_WORK REQUIRED_
Among the records below, find the line that has "Mark one point on each instance of the dog's golden"; from there, give the lines again exactly, and stop after the line that has "Mark one point on each instance of the golden".

Referring expression pointing data
::::
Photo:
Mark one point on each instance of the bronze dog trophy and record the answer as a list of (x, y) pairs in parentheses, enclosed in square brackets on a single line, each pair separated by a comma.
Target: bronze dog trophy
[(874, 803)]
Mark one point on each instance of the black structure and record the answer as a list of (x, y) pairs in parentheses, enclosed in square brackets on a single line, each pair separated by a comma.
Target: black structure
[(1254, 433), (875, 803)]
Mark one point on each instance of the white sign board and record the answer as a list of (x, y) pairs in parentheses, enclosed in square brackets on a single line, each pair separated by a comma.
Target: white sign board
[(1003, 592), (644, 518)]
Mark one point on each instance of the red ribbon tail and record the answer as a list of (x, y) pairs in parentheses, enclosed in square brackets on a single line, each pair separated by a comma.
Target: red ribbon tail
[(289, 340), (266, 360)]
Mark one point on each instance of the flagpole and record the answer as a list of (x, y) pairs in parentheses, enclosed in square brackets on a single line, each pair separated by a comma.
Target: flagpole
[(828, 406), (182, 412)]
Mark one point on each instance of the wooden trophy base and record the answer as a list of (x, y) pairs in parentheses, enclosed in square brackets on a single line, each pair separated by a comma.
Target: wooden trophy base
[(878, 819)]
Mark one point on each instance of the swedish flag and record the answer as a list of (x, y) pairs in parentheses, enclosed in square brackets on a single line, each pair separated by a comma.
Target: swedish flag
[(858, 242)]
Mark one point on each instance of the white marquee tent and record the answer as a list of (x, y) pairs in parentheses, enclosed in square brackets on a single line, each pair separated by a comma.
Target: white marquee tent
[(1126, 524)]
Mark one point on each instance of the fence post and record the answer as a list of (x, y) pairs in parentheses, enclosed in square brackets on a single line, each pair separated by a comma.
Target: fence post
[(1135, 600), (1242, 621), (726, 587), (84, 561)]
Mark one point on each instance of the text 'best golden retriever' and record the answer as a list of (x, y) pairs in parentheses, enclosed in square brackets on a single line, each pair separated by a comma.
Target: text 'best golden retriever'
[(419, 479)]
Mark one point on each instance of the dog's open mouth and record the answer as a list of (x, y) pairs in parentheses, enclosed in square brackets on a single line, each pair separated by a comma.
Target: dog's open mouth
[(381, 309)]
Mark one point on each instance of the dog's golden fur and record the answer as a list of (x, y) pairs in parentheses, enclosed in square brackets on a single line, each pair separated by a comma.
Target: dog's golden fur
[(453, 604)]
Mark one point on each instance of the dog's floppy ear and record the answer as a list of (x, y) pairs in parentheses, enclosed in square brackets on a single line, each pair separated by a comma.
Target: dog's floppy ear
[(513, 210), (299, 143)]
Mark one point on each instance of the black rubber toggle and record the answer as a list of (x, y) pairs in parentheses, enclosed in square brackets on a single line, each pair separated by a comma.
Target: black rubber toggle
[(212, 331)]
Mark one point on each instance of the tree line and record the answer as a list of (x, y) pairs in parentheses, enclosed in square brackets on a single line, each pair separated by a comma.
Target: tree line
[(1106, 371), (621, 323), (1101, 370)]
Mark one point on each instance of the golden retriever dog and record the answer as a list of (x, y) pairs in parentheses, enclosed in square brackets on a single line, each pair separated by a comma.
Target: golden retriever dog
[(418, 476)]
::::
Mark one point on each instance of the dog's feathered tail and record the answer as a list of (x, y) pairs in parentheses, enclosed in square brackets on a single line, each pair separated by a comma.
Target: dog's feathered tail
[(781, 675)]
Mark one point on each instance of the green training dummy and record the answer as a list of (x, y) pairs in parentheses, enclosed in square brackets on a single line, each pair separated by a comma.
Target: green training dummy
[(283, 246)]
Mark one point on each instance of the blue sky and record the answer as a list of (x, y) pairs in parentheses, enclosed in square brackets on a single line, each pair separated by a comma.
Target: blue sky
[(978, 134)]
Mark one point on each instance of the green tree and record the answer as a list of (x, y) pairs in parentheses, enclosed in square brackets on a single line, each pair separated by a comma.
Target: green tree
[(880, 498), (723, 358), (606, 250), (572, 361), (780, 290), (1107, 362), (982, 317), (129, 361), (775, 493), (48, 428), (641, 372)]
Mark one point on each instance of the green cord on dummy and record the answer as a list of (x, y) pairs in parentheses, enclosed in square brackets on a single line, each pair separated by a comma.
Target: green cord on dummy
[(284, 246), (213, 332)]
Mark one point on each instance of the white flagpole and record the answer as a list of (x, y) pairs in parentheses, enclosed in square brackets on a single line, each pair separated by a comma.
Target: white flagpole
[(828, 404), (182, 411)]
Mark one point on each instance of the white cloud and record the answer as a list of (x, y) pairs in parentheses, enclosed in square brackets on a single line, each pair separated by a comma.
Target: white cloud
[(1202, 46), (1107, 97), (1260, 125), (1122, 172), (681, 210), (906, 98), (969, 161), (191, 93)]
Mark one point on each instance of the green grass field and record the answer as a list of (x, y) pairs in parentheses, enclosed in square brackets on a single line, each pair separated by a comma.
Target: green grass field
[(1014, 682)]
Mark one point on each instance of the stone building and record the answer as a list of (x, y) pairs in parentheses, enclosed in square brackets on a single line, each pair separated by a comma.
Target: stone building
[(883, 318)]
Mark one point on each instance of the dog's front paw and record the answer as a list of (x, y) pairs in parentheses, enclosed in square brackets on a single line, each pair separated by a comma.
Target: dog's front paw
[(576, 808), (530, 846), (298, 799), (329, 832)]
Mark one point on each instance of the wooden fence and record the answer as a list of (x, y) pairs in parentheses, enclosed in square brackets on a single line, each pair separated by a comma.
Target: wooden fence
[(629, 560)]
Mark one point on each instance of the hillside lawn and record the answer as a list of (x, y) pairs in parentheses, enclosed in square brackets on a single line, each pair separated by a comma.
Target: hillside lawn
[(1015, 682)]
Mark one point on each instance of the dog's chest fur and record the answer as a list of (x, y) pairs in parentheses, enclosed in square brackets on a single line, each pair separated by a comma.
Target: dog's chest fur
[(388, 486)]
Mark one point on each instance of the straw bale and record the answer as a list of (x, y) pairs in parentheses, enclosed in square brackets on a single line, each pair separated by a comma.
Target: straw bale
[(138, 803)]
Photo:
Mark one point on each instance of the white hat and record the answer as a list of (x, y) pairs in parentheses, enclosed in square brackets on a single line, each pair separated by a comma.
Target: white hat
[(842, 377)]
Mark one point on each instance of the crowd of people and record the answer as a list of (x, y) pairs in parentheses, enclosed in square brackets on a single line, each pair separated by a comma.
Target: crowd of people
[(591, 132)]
::::
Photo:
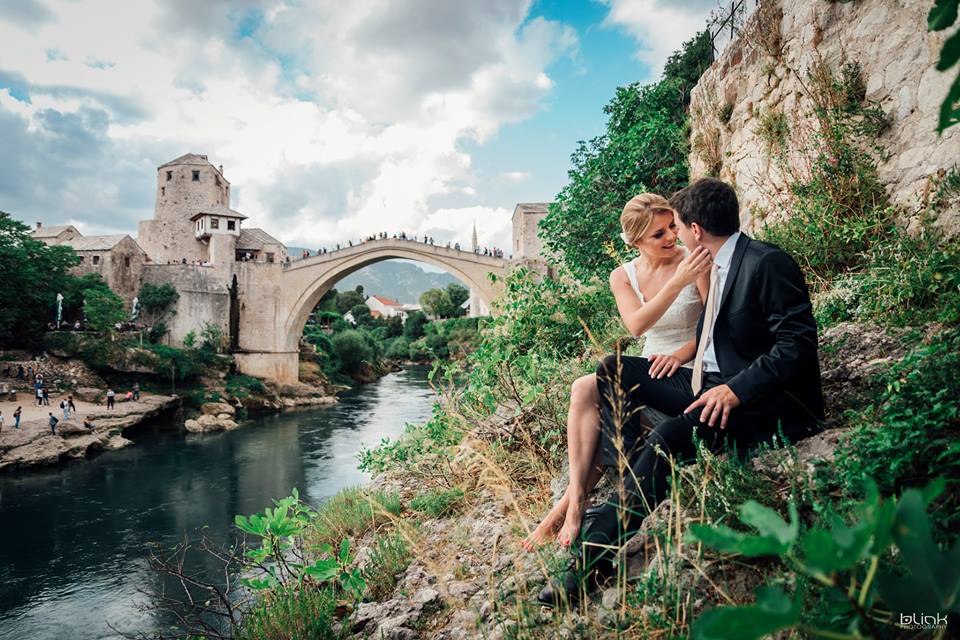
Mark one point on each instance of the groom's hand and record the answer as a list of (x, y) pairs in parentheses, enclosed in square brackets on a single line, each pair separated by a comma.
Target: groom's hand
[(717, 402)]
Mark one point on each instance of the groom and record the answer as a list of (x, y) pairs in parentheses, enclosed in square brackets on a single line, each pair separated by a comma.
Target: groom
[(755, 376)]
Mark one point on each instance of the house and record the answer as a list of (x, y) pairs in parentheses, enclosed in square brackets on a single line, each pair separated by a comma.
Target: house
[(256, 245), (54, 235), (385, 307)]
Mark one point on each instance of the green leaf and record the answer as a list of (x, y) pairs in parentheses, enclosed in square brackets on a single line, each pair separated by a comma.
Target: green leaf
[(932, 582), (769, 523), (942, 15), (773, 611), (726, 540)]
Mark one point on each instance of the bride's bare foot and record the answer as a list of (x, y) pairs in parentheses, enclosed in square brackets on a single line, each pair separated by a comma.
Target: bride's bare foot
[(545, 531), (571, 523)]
::::
_RESPONSE TO THIS TASK_
Mark one point on each instance of the dog's golden fur and record the answer as a list of (x, y) pairs in parentheses, enclosed in square brackets on a single line, each pair separated by a comma.
Target: dog's golden fur
[(453, 604)]
Mark one point on each instance of the dog's floppy ear and record the answer as a list of (x, y) pairs in parentheses, enclosed in square brackets on a single line, each pair separated by a comma.
Target: dog's floppy ear
[(513, 210), (299, 143)]
Mark one point on each instance of the black rubber toggle and record the answer as a list of (x, y) pairs in parentheses, enclosed in square brackets on a single line, each pair separated by a comma.
Target: black rubber toggle
[(212, 331)]
Mark one point on each instance of the tree line and record the answer as a list of (x, y) pairs in parentheses, enclosed in square brackets on a single line, each pair separated by a comma.
Target: tree line
[(1106, 371), (621, 323), (1101, 370)]
Mark one point on each instance of the golden retriever dog and record the answer as a list of (x, y) pairs in parentheses, enclosed in square brackets on a single line, each pair separated by a comma.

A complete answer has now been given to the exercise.